## Request
In the records below, locate the line containing "point_to SHOULD place one pin on every instance of the blurred", then extract it and all following lines exactly, ending with the last line.

## Records for the exercise
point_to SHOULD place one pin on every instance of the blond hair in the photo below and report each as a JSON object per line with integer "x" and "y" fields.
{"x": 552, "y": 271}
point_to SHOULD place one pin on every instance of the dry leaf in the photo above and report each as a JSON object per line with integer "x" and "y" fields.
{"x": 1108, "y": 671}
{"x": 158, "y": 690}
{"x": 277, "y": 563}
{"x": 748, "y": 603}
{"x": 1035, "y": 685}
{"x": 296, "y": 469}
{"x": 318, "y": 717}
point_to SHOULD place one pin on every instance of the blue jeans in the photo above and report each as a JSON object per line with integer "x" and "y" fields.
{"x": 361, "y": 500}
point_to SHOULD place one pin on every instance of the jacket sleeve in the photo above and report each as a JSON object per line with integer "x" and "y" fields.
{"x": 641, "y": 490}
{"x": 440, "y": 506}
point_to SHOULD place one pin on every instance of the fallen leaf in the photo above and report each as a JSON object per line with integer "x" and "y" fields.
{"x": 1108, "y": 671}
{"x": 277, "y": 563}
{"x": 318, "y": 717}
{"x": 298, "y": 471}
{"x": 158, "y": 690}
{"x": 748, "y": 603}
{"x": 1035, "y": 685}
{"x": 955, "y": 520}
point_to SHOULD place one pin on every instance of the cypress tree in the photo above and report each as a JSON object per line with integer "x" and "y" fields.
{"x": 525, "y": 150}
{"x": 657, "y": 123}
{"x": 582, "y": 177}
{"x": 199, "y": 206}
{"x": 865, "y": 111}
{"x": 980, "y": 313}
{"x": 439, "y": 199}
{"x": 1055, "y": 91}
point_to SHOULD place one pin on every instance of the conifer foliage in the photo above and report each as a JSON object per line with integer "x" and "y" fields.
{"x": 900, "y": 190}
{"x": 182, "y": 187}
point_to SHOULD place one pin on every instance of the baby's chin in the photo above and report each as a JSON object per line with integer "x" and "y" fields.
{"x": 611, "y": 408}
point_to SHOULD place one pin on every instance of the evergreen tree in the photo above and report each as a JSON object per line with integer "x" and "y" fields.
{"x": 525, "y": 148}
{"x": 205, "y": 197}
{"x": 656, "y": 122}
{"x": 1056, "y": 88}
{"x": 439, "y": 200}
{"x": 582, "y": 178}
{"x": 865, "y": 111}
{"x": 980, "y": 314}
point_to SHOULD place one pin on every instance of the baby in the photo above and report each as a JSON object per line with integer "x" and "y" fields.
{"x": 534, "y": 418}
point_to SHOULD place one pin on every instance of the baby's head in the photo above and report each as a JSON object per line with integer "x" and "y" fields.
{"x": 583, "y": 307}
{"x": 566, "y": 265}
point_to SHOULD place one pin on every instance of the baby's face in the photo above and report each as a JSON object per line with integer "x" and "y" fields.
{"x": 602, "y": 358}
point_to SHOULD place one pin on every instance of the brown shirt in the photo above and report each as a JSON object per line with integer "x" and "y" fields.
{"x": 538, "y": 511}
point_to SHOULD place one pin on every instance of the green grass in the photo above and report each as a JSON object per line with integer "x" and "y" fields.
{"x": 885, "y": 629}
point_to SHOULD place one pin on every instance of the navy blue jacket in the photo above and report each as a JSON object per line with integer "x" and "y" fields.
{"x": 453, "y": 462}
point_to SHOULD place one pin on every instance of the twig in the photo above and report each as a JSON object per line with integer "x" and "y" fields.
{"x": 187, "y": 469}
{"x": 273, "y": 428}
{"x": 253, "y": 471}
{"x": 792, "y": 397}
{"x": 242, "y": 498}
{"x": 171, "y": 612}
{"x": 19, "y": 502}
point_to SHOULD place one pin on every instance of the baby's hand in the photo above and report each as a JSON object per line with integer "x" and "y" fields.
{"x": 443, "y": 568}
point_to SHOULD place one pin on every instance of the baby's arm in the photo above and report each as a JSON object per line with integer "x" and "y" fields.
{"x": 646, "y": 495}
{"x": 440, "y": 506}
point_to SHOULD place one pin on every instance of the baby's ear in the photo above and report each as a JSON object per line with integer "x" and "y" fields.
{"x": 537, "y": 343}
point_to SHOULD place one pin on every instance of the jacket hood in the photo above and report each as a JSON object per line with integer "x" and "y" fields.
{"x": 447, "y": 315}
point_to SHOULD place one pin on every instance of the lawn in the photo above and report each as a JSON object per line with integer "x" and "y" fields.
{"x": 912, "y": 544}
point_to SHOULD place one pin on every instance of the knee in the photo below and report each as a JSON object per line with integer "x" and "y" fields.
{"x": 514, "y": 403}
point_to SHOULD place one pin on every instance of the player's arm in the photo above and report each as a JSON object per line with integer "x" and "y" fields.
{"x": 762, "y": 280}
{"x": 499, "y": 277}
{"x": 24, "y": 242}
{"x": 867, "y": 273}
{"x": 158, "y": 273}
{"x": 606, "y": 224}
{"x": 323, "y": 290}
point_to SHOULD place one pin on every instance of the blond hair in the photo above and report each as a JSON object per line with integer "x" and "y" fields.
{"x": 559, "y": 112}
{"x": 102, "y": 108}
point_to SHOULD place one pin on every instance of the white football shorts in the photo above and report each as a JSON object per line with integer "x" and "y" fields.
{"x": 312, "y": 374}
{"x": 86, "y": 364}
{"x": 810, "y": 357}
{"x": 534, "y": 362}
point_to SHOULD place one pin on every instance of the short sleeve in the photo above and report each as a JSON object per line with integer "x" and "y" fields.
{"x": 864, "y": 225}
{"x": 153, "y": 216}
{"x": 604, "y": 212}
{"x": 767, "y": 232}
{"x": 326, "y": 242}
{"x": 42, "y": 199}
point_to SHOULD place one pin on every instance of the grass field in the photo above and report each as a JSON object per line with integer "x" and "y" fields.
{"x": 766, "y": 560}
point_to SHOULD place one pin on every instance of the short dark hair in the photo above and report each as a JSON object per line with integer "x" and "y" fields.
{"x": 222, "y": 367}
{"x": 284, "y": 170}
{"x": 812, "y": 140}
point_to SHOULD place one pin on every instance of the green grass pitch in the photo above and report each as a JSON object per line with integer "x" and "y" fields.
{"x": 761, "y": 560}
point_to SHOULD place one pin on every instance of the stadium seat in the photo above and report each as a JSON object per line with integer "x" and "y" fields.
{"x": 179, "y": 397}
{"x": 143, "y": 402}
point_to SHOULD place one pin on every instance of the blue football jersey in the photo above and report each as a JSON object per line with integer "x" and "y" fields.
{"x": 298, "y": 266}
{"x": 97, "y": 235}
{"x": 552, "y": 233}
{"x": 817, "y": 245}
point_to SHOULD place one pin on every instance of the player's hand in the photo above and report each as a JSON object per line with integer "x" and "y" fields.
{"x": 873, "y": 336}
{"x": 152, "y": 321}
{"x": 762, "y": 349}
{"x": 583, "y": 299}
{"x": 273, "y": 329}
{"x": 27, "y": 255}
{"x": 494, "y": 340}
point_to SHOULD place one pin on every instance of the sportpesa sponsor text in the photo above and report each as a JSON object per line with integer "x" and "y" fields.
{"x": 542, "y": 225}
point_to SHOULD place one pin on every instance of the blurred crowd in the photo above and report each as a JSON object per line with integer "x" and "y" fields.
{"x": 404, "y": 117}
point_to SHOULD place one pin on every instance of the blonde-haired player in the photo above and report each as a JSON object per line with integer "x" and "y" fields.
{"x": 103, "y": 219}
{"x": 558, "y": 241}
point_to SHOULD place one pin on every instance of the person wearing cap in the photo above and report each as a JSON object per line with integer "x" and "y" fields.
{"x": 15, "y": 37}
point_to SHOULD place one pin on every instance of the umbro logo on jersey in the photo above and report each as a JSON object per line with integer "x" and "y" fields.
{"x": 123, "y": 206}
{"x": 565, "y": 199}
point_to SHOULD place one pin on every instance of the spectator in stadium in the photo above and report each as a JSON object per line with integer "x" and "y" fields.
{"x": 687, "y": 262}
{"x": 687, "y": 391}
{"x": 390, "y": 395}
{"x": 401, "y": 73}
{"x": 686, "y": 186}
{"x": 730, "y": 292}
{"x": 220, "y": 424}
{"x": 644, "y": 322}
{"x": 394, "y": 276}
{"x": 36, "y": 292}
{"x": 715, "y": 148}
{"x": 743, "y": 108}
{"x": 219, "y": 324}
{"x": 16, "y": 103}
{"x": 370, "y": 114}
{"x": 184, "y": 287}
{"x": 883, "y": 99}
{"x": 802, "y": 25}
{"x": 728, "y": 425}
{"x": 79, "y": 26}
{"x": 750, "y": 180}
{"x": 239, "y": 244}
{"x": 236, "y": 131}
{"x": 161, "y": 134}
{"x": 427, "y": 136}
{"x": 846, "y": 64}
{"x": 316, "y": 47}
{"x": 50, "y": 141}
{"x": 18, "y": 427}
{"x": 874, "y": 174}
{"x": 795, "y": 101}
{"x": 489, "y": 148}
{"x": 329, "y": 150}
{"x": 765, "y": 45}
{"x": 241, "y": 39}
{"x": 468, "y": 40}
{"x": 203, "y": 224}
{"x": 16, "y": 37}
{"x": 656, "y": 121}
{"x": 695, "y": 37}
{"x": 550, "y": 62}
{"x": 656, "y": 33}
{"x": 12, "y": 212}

## Written reply
point_to SHOULD place one pin on every instance of the blurred crowd in the photo above and report each as a JSON object per line with integer "x" and "y" fields.
{"x": 404, "y": 117}
point_to SHOULD place one pin on every instance of the blonde-haired player in the photo above and report each as a JSON object per line with integer "x" and "y" fields.
{"x": 103, "y": 219}
{"x": 558, "y": 241}
point_to SHOULD place one pin on every instance of the person wearing cap in the photo above and report each as a JSON object per line with integer "x" and "y" fields.
{"x": 15, "y": 37}
point_to SHOULD place one pin on every instance of the umbro logo on jersey in the photo above and report each as a JSON object per line with integer "x" and "y" fields.
{"x": 123, "y": 206}
{"x": 565, "y": 199}
point_to SHOULD place one pin on every instance of the spectator in stadium in the photo above and report each as a JSON object per line with integer "x" and "y" fields.
{"x": 687, "y": 262}
{"x": 687, "y": 391}
{"x": 390, "y": 395}
{"x": 401, "y": 73}
{"x": 686, "y": 186}
{"x": 730, "y": 292}
{"x": 220, "y": 424}
{"x": 644, "y": 322}
{"x": 394, "y": 276}
{"x": 36, "y": 292}
{"x": 715, "y": 148}
{"x": 743, "y": 108}
{"x": 219, "y": 324}
{"x": 16, "y": 103}
{"x": 370, "y": 114}
{"x": 184, "y": 287}
{"x": 883, "y": 99}
{"x": 802, "y": 25}
{"x": 728, "y": 425}
{"x": 79, "y": 26}
{"x": 750, "y": 180}
{"x": 239, "y": 244}
{"x": 236, "y": 131}
{"x": 161, "y": 134}
{"x": 427, "y": 136}
{"x": 846, "y": 64}
{"x": 316, "y": 47}
{"x": 50, "y": 141}
{"x": 18, "y": 427}
{"x": 874, "y": 174}
{"x": 795, "y": 101}
{"x": 489, "y": 148}
{"x": 329, "y": 150}
{"x": 765, "y": 45}
{"x": 241, "y": 39}
{"x": 468, "y": 40}
{"x": 203, "y": 224}
{"x": 16, "y": 37}
{"x": 656, "y": 121}
{"x": 695, "y": 37}
{"x": 550, "y": 62}
{"x": 656, "y": 33}
{"x": 12, "y": 212}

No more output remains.